» TASK BRIEF
Pull out every line below that contains the word "person" and copy each one in full. Case counts, so skip any line where the word appears only with different capitalization.

» SUPPLIED ENTRIES
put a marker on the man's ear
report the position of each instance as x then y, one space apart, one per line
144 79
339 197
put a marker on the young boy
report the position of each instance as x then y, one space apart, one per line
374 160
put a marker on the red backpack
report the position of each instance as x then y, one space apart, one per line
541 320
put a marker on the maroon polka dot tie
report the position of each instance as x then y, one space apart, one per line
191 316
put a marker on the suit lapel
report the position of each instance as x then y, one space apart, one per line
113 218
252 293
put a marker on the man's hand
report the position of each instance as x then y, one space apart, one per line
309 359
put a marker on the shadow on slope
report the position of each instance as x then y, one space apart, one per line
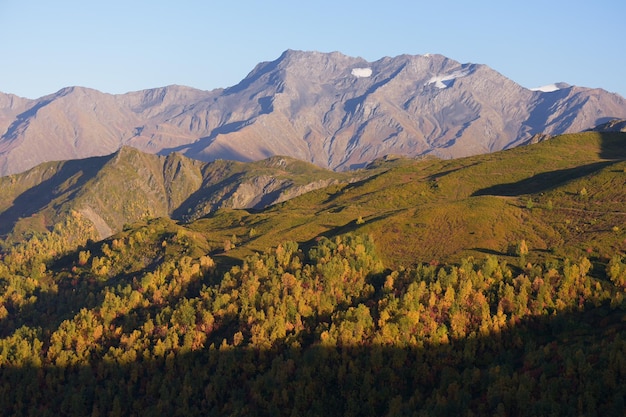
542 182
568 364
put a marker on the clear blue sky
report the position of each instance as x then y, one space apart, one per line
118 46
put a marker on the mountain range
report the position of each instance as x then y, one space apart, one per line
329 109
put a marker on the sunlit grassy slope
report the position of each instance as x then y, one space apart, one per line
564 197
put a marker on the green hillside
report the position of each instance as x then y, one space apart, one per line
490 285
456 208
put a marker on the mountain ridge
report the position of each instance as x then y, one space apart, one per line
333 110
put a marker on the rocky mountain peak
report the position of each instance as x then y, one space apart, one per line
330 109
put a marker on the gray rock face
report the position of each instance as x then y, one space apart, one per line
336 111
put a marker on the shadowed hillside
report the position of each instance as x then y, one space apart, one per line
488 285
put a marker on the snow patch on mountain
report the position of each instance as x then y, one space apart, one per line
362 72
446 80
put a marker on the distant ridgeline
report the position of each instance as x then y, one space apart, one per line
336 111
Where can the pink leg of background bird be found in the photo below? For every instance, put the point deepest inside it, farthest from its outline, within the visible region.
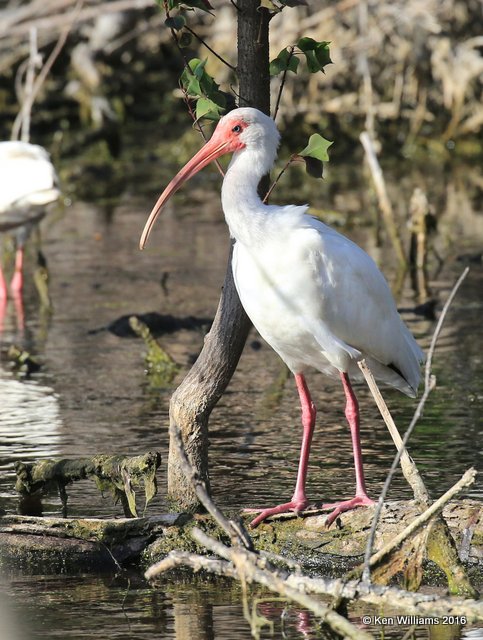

---

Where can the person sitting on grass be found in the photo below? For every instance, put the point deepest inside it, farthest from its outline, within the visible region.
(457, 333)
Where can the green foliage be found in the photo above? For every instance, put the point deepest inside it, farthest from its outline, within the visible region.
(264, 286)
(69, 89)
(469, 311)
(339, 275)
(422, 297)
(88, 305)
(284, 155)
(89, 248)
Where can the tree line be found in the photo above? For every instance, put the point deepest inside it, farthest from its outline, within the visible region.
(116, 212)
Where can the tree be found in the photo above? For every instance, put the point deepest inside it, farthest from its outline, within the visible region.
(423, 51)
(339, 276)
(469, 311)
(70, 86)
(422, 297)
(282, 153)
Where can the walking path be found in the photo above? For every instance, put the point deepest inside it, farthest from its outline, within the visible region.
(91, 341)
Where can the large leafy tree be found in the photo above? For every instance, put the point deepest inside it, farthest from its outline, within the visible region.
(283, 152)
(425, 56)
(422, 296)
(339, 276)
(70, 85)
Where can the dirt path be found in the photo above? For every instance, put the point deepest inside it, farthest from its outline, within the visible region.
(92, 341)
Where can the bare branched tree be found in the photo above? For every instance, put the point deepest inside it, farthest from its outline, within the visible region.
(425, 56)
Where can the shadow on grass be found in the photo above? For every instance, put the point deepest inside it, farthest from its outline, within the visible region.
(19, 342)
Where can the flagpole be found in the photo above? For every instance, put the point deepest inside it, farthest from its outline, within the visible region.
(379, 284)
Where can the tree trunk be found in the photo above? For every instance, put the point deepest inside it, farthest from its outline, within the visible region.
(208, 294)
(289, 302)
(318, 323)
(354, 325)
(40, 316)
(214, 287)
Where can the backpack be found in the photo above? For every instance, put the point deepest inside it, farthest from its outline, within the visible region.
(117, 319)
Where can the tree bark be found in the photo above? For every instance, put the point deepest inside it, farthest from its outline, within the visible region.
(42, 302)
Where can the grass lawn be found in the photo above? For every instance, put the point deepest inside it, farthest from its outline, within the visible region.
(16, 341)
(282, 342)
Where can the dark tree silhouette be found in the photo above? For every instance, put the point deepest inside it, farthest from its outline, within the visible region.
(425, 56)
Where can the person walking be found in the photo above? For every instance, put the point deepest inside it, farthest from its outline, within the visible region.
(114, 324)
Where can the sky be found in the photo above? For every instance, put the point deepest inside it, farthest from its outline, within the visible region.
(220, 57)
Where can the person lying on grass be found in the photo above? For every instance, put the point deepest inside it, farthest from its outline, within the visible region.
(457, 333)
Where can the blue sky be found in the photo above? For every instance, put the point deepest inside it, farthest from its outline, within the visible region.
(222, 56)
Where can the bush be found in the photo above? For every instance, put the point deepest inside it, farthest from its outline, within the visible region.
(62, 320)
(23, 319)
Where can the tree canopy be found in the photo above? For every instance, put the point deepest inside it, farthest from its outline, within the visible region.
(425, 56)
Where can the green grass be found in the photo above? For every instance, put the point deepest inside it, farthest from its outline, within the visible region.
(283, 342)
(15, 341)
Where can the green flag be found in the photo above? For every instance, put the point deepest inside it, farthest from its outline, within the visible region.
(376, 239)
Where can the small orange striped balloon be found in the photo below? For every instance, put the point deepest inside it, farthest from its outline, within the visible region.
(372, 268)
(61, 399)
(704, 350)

» EXERCISE RESULT
Where can the person sitting on grass be found in the photo below? For every instance, put the point deepest inside it, farthest from its outline, within the visible region.
Where can the person walking be found in the photo above? For every instance, put the point deepest inside it, farthest from its outline, within the visible region.
Where can the person lying on grass be found in the photo above? For every instance, put the point deepest inside it, farthest from its outline, within the visible region.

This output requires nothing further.